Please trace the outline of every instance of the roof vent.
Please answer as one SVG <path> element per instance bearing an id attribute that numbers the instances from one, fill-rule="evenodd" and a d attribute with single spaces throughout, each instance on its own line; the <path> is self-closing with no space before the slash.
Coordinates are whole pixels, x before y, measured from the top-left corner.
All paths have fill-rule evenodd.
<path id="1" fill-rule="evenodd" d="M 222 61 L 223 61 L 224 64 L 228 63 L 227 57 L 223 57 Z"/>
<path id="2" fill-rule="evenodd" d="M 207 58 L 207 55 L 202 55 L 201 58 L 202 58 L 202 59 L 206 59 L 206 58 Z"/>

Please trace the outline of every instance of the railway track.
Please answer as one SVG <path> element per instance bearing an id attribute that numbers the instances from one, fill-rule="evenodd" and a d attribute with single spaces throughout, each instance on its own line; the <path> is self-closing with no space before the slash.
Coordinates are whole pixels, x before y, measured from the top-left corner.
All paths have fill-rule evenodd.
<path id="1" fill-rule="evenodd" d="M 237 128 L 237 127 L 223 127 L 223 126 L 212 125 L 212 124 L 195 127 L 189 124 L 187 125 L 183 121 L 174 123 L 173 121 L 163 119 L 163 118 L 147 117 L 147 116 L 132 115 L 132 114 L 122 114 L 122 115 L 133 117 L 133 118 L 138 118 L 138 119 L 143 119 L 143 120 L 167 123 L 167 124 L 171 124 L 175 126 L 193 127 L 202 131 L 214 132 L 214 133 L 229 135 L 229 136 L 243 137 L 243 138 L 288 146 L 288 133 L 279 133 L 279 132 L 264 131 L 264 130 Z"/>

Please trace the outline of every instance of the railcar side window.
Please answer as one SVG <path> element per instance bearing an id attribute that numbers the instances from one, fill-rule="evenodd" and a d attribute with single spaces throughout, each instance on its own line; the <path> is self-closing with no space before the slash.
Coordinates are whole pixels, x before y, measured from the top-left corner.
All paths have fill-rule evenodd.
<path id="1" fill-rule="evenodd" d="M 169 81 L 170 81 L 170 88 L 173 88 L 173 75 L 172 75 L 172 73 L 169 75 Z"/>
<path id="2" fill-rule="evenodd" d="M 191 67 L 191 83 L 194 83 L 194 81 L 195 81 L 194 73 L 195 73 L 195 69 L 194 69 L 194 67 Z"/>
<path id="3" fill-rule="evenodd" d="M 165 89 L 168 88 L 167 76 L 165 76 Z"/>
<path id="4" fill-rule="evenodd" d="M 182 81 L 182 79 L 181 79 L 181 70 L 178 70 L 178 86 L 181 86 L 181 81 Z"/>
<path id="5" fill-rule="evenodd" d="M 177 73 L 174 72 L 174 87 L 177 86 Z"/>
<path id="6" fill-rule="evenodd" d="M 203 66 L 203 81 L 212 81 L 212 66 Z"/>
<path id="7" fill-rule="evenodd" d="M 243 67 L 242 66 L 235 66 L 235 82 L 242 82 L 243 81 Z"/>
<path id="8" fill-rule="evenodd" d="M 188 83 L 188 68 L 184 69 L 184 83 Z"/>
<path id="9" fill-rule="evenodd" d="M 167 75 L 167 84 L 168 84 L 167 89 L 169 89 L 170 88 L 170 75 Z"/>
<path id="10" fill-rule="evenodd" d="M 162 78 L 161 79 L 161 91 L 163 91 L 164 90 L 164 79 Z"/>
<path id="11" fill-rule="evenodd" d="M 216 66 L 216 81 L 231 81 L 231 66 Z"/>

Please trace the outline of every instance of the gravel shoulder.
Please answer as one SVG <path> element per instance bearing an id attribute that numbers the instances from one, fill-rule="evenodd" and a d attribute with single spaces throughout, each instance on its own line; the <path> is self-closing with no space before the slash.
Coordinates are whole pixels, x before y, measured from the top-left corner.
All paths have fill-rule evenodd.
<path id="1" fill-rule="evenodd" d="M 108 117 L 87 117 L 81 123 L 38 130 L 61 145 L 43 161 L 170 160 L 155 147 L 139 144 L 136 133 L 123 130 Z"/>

============

Transcribe the whole listing above exactly, leaving nothing out.

- **The answer**
Please trace the outline of every instance of the roof vent.
Please answer as one SVG <path> element per instance bearing an id attribute that numbers the instances from one, fill-rule="evenodd" and a d attribute with single spaces throughout, each instance on its own line; the <path> is self-closing with no space before the slash.
Coordinates are whole pixels, x before y, measured from the top-left corner.
All paths have fill-rule evenodd.
<path id="1" fill-rule="evenodd" d="M 222 61 L 223 61 L 224 64 L 228 63 L 227 57 L 223 57 Z"/>
<path id="2" fill-rule="evenodd" d="M 207 58 L 207 55 L 202 55 L 201 58 L 202 58 L 202 59 L 206 59 L 206 58 Z"/>

Please trace the outline of every instance of the railway track.
Please answer as one SVG <path> element per instance bearing an id attribute that numbers the instances from one, fill-rule="evenodd" and a d attribute with single spaces throughout, each instance on its own line; the <path> is self-closing with no space before the slash.
Coordinates are whole pixels, x before y, measured from the top-left corner.
All paths have fill-rule evenodd.
<path id="1" fill-rule="evenodd" d="M 237 128 L 237 127 L 223 127 L 223 126 L 212 125 L 212 124 L 195 127 L 189 124 L 187 125 L 183 121 L 174 123 L 173 121 L 163 119 L 163 118 L 147 117 L 147 116 L 132 115 L 132 114 L 122 114 L 122 115 L 133 117 L 133 118 L 138 118 L 138 119 L 143 119 L 143 120 L 167 123 L 167 124 L 171 124 L 175 126 L 193 127 L 202 131 L 214 132 L 214 133 L 229 135 L 229 136 L 243 137 L 243 138 L 288 146 L 288 133 L 279 133 L 279 132 L 264 131 L 264 130 Z"/>

Please trace the outline of every instance of the railcar side window.
Please answer as one SVG <path> element per instance bearing an id attribute that numbers the instances from one, fill-rule="evenodd" and a d attribute with single spaces throughout, each instance on its own line; the <path> is self-closing with no space before the slash.
Coordinates are whole pixels, x before y, measured from the top-left corner.
All paths have fill-rule evenodd.
<path id="1" fill-rule="evenodd" d="M 169 81 L 170 81 L 170 88 L 173 88 L 173 75 L 172 75 L 172 73 L 169 75 Z"/>
<path id="2" fill-rule="evenodd" d="M 191 67 L 191 83 L 194 83 L 194 81 L 195 81 L 194 73 L 195 73 L 195 69 L 194 69 L 194 67 Z"/>
<path id="3" fill-rule="evenodd" d="M 165 89 L 168 88 L 167 76 L 165 76 Z"/>
<path id="4" fill-rule="evenodd" d="M 182 81 L 182 79 L 181 79 L 181 70 L 178 70 L 178 86 L 181 86 L 181 81 Z"/>
<path id="5" fill-rule="evenodd" d="M 177 73 L 174 72 L 174 87 L 177 86 Z"/>
<path id="6" fill-rule="evenodd" d="M 203 66 L 203 81 L 212 81 L 212 66 Z"/>
<path id="7" fill-rule="evenodd" d="M 243 67 L 242 66 L 235 66 L 235 82 L 242 82 L 243 81 Z"/>
<path id="8" fill-rule="evenodd" d="M 188 83 L 188 68 L 184 69 L 184 83 Z"/>
<path id="9" fill-rule="evenodd" d="M 167 75 L 167 84 L 168 84 L 167 89 L 169 89 L 170 88 L 170 75 Z"/>
<path id="10" fill-rule="evenodd" d="M 162 78 L 161 79 L 161 91 L 163 91 L 164 90 L 164 79 Z"/>
<path id="11" fill-rule="evenodd" d="M 216 66 L 216 81 L 231 81 L 231 66 Z"/>

Please trace the outline of every instance of the gravel shoulder.
Please answer as one SVG <path> element per instance bearing an id attribute that numbers the instances from one, fill-rule="evenodd" and a d attribute with single spaces throughout, each instance on its own line; the <path> is self-closing with no space before the slash.
Coordinates are whole pixels, x before y, measured from the top-left corner.
All paths have fill-rule evenodd.
<path id="1" fill-rule="evenodd" d="M 108 117 L 87 117 L 81 123 L 38 130 L 61 145 L 43 161 L 170 160 L 155 147 L 139 144 L 136 133 L 123 130 Z"/>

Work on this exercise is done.